● **Requirement**
Retype all the records with nothing changed.

● **Material to process**
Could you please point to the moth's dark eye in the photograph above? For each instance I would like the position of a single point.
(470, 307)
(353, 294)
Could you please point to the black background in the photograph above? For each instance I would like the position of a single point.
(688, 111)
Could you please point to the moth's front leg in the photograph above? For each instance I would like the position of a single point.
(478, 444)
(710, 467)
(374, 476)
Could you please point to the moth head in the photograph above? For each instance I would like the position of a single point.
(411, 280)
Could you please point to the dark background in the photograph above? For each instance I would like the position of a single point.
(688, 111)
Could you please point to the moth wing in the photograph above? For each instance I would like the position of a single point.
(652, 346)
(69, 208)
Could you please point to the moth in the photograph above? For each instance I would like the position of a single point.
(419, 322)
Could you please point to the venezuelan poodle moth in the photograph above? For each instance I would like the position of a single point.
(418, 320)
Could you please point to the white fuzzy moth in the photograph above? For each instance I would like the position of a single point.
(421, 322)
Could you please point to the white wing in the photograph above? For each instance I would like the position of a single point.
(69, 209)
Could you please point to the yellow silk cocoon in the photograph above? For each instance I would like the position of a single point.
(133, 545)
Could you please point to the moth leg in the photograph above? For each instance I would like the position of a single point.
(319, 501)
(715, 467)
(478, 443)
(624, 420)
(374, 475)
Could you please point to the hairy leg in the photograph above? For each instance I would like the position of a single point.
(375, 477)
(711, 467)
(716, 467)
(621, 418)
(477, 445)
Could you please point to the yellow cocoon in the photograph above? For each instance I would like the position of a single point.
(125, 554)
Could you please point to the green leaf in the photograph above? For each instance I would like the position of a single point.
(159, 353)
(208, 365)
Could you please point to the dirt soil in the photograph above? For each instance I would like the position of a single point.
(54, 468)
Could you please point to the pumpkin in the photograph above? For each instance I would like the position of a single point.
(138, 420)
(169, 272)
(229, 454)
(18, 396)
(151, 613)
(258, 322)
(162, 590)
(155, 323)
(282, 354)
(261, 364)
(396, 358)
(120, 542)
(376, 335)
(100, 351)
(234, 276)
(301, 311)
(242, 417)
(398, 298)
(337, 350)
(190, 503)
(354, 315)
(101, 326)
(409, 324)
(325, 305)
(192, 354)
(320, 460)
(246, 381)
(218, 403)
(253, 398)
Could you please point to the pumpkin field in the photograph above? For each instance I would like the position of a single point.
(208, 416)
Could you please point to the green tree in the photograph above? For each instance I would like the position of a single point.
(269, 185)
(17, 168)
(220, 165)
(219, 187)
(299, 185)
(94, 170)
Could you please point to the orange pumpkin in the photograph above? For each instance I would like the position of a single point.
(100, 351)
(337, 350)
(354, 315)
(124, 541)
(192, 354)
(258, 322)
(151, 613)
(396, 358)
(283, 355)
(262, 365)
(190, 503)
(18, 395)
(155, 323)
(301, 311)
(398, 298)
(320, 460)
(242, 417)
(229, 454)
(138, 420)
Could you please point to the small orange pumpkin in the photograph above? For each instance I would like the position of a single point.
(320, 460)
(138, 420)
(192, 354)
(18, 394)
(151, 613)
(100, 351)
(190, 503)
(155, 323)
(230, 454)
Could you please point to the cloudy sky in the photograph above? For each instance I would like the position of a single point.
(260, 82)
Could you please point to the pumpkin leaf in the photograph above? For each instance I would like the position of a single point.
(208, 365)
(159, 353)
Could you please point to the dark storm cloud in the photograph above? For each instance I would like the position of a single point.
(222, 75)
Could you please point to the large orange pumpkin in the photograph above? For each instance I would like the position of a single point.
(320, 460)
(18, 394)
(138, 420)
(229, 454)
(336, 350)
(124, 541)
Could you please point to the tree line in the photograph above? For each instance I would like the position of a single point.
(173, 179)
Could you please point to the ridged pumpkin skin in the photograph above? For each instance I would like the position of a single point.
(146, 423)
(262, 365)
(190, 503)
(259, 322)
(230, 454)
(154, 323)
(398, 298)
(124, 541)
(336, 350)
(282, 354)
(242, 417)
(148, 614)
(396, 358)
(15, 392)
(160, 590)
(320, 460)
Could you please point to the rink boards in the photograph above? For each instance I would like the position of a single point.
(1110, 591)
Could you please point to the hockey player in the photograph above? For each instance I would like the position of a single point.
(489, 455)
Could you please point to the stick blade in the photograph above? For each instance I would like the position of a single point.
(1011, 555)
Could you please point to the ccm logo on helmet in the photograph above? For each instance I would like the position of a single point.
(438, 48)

● **Reply**
Could you please point to the moth's dark eye in the photograph above? For each instance I would like the position of a single point.
(470, 307)
(353, 294)
Could you please point to the black background in the photograph above? For each instance I would like the position of a single point.
(688, 111)
Could you please point to the moth's front leg in the photograph above? For each instance I would like the position of a single point.
(478, 444)
(710, 467)
(374, 476)
Could you please point to the moth head in the photograph above? For each instance I would like the position of a single point.
(411, 280)
Could you please point to the dark background in the photograph above? For each instance I would like the position of a single point.
(688, 111)
Could you please point to the moth wing in the photograph above? For each instance I would like the position of a single point.
(652, 346)
(69, 208)
Could you please point to the moth in the photograph above? For each instance I would like the position of a single point.
(419, 322)
Could you please point to the venezuelan poodle moth in the photograph above? For each instance I would like the position of a single point.
(418, 320)
Could you please point to the white fuzzy moth in the photograph above? For each instance I would like the position of a single point.
(421, 322)
Could you please point to the white wing in the photograph above? For each instance I would like the position of a single point.
(69, 209)
Could you please point to the yellow silk cocoon in the photograph above? For each instance I would like the position of a single point.
(133, 545)
Could you please point to the moth leg in the photograph above? For each instance I would like the position of a single point.
(319, 501)
(715, 467)
(478, 443)
(624, 420)
(374, 475)
Could you please point to the hairy leg in the photograph above? For each instance I would like the position of a single point.
(375, 477)
(711, 467)
(716, 467)
(621, 418)
(477, 445)
Could you please point to the yellow cocoon in the photograph above? For each instance I would like the position of a single point.
(125, 554)
Could you please point to the green leaf in the photograph above? For each instance I would like the position of a single point.
(159, 353)
(208, 365)
Could you please point to the dirt soil in the photograph above? For each instance I would like the position of a single point.
(54, 468)
Could you please point to the pumpkin in the photograph above? For each instance I would like the position of a single point.
(138, 420)
(169, 272)
(229, 454)
(18, 396)
(151, 613)
(258, 322)
(162, 590)
(155, 323)
(282, 354)
(261, 364)
(396, 358)
(120, 542)
(376, 335)
(100, 351)
(234, 276)
(301, 311)
(242, 417)
(398, 298)
(337, 350)
(190, 503)
(354, 315)
(101, 326)
(409, 324)
(325, 305)
(192, 354)
(320, 460)
(246, 381)
(218, 403)
(253, 398)
Could you please point to the pumpkin field in the photograph above? For each instance I would like the position of a single point.
(208, 416)
Could you please point to the green tree in the photograph above? For each instance I would like the position of a single point.
(269, 185)
(17, 168)
(220, 165)
(219, 187)
(299, 185)
(94, 170)
Could you please point to the orange pumpkin in the photograph above? For each instance I would like the position of a single point.
(100, 351)
(337, 350)
(354, 315)
(124, 541)
(192, 354)
(258, 322)
(151, 613)
(396, 358)
(283, 355)
(262, 365)
(190, 503)
(18, 395)
(155, 323)
(301, 311)
(398, 298)
(320, 460)
(242, 417)
(229, 454)
(138, 420)
Could you please point to the small orange pumpkin in the photograph above? For each instance I would like the position of a single point.
(320, 460)
(138, 420)
(192, 354)
(18, 394)
(151, 613)
(100, 351)
(190, 503)
(155, 323)
(230, 454)
Could you please point to the cloudy sky in the photograph above? For each instance I would like the position of a single point.
(260, 82)
Could you please point to the pumpkin leaf in the photograph above? For each instance I would like the position of a single point.
(208, 365)
(159, 353)
Could you please point to the dark storm cloud in the photograph above? For each instance I would like the position of a single point.
(222, 75)
Could you please point to the large orange pumpkin in the photograph above? For each instance I would like the position of a single point.
(320, 460)
(18, 394)
(138, 420)
(229, 454)
(336, 350)
(124, 541)
Could you please point to the tree line in the photograph above? For each instance I would like the position of a single point.
(173, 179)
Could you please point to the ridged pumpkin skin in the photograph above? For each instance I would like the position of a single point.
(146, 423)
(262, 365)
(190, 503)
(259, 322)
(230, 454)
(154, 323)
(398, 298)
(124, 541)
(336, 350)
(282, 354)
(242, 417)
(148, 614)
(396, 358)
(15, 392)
(160, 590)
(320, 460)
Could you please point to the rink boards in the photograph above? For each instance I would like the position of a single point.
(1110, 591)
Could you please point to the hockey player in the photograph above? For each instance I would like the position of a single point.
(489, 455)
Could you please point to the stick blade in the photograph above? For each instance I would like the position of a single point.
(1011, 555)
Could you please point to the ccm logo on helmet in the photograph above? For each instance I would like the position of a single point.
(438, 48)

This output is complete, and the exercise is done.